_Problem requirements:_ Print the records exactly as written, and let no picture into the answer.

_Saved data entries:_
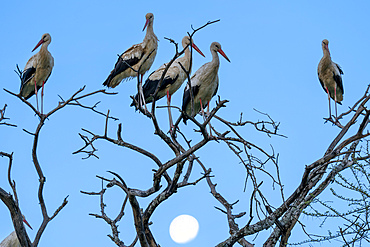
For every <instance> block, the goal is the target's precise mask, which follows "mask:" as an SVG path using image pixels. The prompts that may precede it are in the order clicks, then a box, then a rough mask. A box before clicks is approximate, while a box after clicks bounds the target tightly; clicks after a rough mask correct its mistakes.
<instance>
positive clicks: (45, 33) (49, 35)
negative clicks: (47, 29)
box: [32, 33, 51, 51]
mask: <svg viewBox="0 0 370 247" xmlns="http://www.w3.org/2000/svg"><path fill="white" fill-rule="evenodd" d="M50 42H51V36H50V34H48V33H45V34H43V35H42V37H41V39H40V41H39V43H37V45H36V46H35V48H33V50H32V51H34V50H36V49H37V48H38V47H39V46H40V45H41V44H43V43H47V44H50Z"/></svg>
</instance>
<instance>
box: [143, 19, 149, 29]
mask: <svg viewBox="0 0 370 247" xmlns="http://www.w3.org/2000/svg"><path fill="white" fill-rule="evenodd" d="M148 23H149V18H148V19H146V22H145V25H144V28H143V31H144V30H145V28H146V26H148Z"/></svg>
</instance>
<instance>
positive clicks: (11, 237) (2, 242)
mask: <svg viewBox="0 0 370 247" xmlns="http://www.w3.org/2000/svg"><path fill="white" fill-rule="evenodd" d="M23 222H24V223H26V225H27V226H28V227H29V228H31V229H32V227H31V225H30V224H28V222H27V220H26V219H25V218H23ZM0 247H22V246H21V244H20V243H19V239H18V237H17V233H16V232H15V231H13V232H12V233H10V234H9V236H7V237H6V238H5V239H4V240H3V241H2V242H1V243H0Z"/></svg>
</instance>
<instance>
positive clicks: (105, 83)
mask: <svg viewBox="0 0 370 247" xmlns="http://www.w3.org/2000/svg"><path fill="white" fill-rule="evenodd" d="M122 55H123V53H122V54H121V56H119V57H118V60H117V62H116V64H115V65H114V69H113V70H112V71H111V72H110V74H109V76H108V78H107V79H106V80H105V81H104V82H103V85H104V86H108V87H110V85H109V84H110V81H111V80H112V79H113V78H114V77H115V76H117V75H118V74H120V73H122V72H124V71H125V70H126V69H131V68H130V66H131V67H132V66H134V65H135V64H137V63H138V62H139V61H140V59H141V57H133V58H129V59H125V60H123V59H122ZM129 65H130V66H129Z"/></svg>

_Expected answer:_
For every <instance> block, the goal is the target's precise mask, which follows "mask:" as an SVG path using image pixels. The prompts that may precede it are in the order clicks, then a box, then a rough mask. A box before clicks is approximate, while a box after clicks bounds the target tightly; clicks after a rough mask correct its mistakes.
<instance>
positive clicks: (45, 33) (49, 35)
negative clicks: (47, 29)
box: [32, 33, 51, 51]
mask: <svg viewBox="0 0 370 247" xmlns="http://www.w3.org/2000/svg"><path fill="white" fill-rule="evenodd" d="M50 42H51V36H50V34H48V33H45V34H43V35H42V37H41V39H40V41H39V43H37V45H36V46H35V48H33V50H32V51H34V50H36V49H37V48H38V47H39V46H40V45H41V44H43V43H47V44H50Z"/></svg>
</instance>
<instance>
box: [143, 19, 149, 29]
mask: <svg viewBox="0 0 370 247" xmlns="http://www.w3.org/2000/svg"><path fill="white" fill-rule="evenodd" d="M148 23H149V18H148V19H146V22H145V25H144V28H143V31H144V30H145V28H146V26H148Z"/></svg>
</instance>
<instance>
positive clicks: (11, 237) (2, 242)
mask: <svg viewBox="0 0 370 247" xmlns="http://www.w3.org/2000/svg"><path fill="white" fill-rule="evenodd" d="M23 222H24V223H26V225H27V226H28V227H29V228H31V229H32V227H31V225H30V224H28V222H27V220H26V219H25V218H23ZM0 247H22V246H21V244H20V243H19V239H18V237H17V233H16V232H15V231H13V232H12V233H10V234H9V236H7V237H6V238H5V239H4V240H3V241H2V242H1V243H0Z"/></svg>
</instance>
<instance>
positive clicks: (105, 83)
mask: <svg viewBox="0 0 370 247" xmlns="http://www.w3.org/2000/svg"><path fill="white" fill-rule="evenodd" d="M122 55H123V53H122V54H121V56H119V57H118V60H117V62H116V64H115V65H114V69H113V70H112V71H111V72H110V74H109V76H108V78H107V79H106V80H105V81H104V82H103V85H104V86H108V87H110V85H109V84H110V81H111V80H112V79H113V78H114V77H115V76H117V75H118V74H120V73H122V72H124V71H125V70H126V69H131V68H130V66H131V67H132V66H134V65H135V64H137V63H138V62H139V61H140V59H141V57H133V58H129V59H125V60H123V59H122ZM129 65H130V66H129Z"/></svg>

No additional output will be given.